WHAT IS BEING ASKED:
From the article about the officer's lawsuit against bloggers, copy everything from "Article 571JS Judge" down to "from on (#571JS)".

Article 571JS Judge ordered critics of cop not to name him while he sues them, but now he's named by USA Today, the biggest English newspaper in the world.

Judge ordered critics of cop not to name him while he sues them, but now he's named by USA Today, the biggest English newspaper in the world.

by
Rob Beschizza
from on (#571JS)

A cop allegedly flashed the "OK" sign, appropriated lately as plausibly-deniable symbol by white supremacists and right-wing provocateurs, at protestors. This does not mean the officer, named as Ryan Olthaus in an official complaint, is either of those things, and he is suing several bloggers who suggested that he is. In addition to this, however, the judge in his case issued a restraining order that prevents the people he is suing from talking about him at all. This is blatantly unconstutitional, writes Eugene Volokh for Reason magazine.

The bloggers are banned from mentioning the police officer at all. They aren't just banned from libeling him; even a post conveying accurate information, or expressing an opinion, about the police officer is forbidden, if it mentions the officer's name.

That strikes me as a clearly unconstitutional prior restraint. ... all this strikes me as quite improper: the sealing (even in the more limited form than first appeared), the restraining order, and the proposed injunction. But at this point, the restraining order appears to be the most troubling: It bars critics of the government from mentioning the name of a public official (Ohio law treats police officers as public officials for libel law purposes and for other purposes), based on a quick decision by one judge without an adversary hearing. A pretty clear First Amendment violation, it seems to me.

Point annotation records
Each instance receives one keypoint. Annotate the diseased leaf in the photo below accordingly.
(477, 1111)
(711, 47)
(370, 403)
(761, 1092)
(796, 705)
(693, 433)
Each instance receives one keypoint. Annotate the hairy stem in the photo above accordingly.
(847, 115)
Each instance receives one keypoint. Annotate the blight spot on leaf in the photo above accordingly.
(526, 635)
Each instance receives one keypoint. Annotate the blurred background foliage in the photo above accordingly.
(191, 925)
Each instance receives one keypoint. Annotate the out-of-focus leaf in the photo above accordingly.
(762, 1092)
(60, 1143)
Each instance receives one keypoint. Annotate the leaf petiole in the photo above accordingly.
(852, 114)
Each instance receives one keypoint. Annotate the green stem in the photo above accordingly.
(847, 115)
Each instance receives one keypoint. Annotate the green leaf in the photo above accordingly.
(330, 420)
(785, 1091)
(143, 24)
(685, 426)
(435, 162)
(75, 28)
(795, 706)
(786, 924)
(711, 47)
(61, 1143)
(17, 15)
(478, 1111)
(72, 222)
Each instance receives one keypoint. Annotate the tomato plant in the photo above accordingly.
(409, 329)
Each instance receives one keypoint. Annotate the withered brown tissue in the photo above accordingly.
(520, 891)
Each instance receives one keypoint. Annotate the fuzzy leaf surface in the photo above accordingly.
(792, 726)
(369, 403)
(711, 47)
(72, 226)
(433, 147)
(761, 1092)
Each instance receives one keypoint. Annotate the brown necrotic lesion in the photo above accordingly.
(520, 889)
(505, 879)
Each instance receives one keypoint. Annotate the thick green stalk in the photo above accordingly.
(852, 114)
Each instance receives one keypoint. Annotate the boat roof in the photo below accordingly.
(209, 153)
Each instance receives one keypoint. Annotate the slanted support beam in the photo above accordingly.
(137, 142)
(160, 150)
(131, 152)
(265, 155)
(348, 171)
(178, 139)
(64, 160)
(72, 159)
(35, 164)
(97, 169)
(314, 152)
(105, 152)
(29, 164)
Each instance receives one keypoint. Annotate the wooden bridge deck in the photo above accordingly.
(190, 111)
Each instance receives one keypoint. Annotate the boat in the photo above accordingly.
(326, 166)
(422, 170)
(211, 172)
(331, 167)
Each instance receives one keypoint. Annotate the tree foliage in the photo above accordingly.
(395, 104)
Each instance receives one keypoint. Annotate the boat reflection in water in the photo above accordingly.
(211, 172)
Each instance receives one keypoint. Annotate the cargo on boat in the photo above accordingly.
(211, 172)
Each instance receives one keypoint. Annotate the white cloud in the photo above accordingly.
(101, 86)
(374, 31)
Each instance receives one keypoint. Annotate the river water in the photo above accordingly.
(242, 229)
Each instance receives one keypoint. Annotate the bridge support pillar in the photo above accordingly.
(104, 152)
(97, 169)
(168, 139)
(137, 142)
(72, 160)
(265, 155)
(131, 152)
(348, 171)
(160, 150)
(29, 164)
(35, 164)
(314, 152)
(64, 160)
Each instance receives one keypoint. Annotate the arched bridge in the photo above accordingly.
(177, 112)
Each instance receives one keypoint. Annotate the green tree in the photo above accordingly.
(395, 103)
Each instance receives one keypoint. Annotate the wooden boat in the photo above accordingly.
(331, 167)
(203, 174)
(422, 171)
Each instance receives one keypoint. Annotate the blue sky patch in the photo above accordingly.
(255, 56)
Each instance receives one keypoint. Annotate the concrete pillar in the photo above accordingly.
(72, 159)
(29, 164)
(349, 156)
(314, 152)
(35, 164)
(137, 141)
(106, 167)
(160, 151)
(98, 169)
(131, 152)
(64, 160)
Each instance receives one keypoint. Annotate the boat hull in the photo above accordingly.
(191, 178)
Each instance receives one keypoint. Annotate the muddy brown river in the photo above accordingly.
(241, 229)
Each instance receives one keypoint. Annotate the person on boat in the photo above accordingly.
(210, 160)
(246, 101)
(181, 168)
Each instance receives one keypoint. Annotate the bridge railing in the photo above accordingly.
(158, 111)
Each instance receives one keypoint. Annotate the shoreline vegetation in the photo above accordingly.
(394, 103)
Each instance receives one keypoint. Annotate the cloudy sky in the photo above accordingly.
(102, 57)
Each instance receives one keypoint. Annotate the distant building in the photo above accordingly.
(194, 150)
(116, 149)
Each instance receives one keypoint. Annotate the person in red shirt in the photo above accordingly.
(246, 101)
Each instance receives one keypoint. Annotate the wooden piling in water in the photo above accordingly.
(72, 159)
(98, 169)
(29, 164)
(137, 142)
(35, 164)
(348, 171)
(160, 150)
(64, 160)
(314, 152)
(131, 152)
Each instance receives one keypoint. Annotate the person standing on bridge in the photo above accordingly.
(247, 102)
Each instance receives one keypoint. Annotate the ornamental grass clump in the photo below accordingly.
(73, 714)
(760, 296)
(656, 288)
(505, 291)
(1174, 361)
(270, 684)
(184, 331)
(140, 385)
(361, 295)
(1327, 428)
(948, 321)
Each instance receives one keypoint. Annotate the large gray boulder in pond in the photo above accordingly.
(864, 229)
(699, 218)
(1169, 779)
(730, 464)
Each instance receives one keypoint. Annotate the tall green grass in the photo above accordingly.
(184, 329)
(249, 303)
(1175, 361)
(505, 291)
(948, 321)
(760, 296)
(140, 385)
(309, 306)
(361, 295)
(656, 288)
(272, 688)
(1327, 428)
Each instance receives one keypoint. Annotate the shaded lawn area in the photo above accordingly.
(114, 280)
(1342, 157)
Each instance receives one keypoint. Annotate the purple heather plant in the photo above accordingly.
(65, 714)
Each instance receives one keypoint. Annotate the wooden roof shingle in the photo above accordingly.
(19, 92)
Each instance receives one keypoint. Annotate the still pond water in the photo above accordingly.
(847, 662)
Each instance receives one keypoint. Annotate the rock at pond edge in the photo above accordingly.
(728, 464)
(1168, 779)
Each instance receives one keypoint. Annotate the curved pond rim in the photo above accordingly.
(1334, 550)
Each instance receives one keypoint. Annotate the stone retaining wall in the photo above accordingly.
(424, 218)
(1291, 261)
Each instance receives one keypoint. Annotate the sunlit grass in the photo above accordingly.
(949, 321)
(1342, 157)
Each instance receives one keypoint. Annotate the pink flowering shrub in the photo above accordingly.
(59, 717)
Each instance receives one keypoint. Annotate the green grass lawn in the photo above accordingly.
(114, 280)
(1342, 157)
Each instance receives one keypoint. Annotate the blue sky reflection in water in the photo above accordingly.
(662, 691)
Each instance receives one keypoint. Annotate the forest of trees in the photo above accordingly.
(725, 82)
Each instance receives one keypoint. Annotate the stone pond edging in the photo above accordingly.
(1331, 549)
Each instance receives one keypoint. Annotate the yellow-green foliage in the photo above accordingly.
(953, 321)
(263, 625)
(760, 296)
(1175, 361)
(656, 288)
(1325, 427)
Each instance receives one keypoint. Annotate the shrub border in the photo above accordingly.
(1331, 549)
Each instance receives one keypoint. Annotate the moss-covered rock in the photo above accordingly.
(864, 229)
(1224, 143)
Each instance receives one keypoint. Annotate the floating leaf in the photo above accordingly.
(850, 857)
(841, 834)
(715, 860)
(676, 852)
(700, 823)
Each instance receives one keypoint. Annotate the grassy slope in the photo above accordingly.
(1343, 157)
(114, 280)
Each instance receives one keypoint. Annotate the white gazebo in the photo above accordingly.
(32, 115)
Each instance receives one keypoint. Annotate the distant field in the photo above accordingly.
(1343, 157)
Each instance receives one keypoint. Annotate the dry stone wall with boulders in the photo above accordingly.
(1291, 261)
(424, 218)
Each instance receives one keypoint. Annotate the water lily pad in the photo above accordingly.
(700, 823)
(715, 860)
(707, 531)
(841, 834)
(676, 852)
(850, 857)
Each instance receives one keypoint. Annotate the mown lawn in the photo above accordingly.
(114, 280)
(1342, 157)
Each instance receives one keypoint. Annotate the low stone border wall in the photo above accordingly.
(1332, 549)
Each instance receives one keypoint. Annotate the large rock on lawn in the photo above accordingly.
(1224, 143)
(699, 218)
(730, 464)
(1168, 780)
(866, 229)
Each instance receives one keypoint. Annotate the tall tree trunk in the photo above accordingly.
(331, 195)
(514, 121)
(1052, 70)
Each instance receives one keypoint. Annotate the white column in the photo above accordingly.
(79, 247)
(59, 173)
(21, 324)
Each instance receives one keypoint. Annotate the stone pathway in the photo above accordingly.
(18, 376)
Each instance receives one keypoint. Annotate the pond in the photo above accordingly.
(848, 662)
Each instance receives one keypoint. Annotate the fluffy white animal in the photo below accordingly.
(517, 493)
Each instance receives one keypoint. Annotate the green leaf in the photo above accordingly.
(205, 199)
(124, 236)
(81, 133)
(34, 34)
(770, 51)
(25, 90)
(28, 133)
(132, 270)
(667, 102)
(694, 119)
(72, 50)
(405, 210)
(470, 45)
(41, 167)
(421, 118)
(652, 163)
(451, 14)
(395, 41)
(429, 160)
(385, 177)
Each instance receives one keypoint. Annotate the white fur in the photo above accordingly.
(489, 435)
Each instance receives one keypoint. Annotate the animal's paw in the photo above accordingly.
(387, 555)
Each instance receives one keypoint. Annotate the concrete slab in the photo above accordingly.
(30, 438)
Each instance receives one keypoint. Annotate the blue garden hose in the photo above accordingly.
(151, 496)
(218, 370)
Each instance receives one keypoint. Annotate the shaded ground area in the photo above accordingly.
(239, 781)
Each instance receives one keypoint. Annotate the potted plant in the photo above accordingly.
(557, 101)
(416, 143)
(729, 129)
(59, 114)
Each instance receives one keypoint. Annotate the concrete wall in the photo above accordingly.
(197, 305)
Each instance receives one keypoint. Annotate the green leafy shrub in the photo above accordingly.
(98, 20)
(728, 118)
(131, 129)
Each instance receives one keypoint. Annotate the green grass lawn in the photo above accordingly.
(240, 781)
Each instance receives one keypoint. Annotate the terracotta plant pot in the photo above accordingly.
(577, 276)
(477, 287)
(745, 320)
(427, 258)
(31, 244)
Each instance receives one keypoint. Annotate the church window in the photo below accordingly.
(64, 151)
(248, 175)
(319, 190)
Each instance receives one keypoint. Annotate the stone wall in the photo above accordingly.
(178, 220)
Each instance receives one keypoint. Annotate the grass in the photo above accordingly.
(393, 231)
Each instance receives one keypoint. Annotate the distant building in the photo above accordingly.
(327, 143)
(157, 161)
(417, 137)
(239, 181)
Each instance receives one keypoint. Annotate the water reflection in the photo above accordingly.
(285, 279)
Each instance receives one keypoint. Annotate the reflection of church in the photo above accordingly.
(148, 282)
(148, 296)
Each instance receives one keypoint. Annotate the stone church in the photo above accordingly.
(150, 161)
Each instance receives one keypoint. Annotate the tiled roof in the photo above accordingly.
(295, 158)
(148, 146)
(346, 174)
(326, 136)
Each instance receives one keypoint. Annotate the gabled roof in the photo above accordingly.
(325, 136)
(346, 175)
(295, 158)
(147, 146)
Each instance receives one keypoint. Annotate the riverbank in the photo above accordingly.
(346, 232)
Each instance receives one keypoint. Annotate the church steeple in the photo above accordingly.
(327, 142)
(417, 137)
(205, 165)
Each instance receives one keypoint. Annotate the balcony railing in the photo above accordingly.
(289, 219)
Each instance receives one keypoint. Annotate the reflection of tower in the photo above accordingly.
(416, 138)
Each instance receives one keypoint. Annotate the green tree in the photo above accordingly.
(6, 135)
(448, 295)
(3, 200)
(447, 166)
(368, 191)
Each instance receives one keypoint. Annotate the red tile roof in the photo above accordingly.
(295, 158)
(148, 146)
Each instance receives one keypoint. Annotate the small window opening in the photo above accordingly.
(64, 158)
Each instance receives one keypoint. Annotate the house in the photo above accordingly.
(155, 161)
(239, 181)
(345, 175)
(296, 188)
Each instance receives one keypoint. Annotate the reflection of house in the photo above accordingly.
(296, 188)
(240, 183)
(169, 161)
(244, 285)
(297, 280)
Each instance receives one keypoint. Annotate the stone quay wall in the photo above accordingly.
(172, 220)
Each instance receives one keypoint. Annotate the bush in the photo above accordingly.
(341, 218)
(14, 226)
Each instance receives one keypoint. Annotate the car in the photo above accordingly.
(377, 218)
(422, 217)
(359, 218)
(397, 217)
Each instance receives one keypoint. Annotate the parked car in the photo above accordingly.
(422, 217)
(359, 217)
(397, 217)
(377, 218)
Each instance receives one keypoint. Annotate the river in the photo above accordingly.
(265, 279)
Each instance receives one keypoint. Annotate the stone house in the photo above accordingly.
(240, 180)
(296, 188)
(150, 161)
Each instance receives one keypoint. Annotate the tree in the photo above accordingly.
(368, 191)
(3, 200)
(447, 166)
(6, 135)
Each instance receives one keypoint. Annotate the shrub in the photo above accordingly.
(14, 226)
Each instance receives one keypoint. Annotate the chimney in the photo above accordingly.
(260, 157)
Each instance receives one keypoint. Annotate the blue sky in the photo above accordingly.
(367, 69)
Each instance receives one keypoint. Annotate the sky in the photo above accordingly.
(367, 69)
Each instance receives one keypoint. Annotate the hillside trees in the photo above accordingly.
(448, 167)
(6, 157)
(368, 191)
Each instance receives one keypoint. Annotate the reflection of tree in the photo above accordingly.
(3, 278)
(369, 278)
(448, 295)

RESULT FOR THIS EXERCISE:
Article 571JS Judge ordered critics of cop not to name him while he sues them, but now he's named by USA Today, the biggest English newspaper in the world.

Judge ordered critics of cop not to name him while he sues them, but now he's named by USA Today, the biggest English newspaper in the world.

by
Rob Beschizza
from on (#571JS)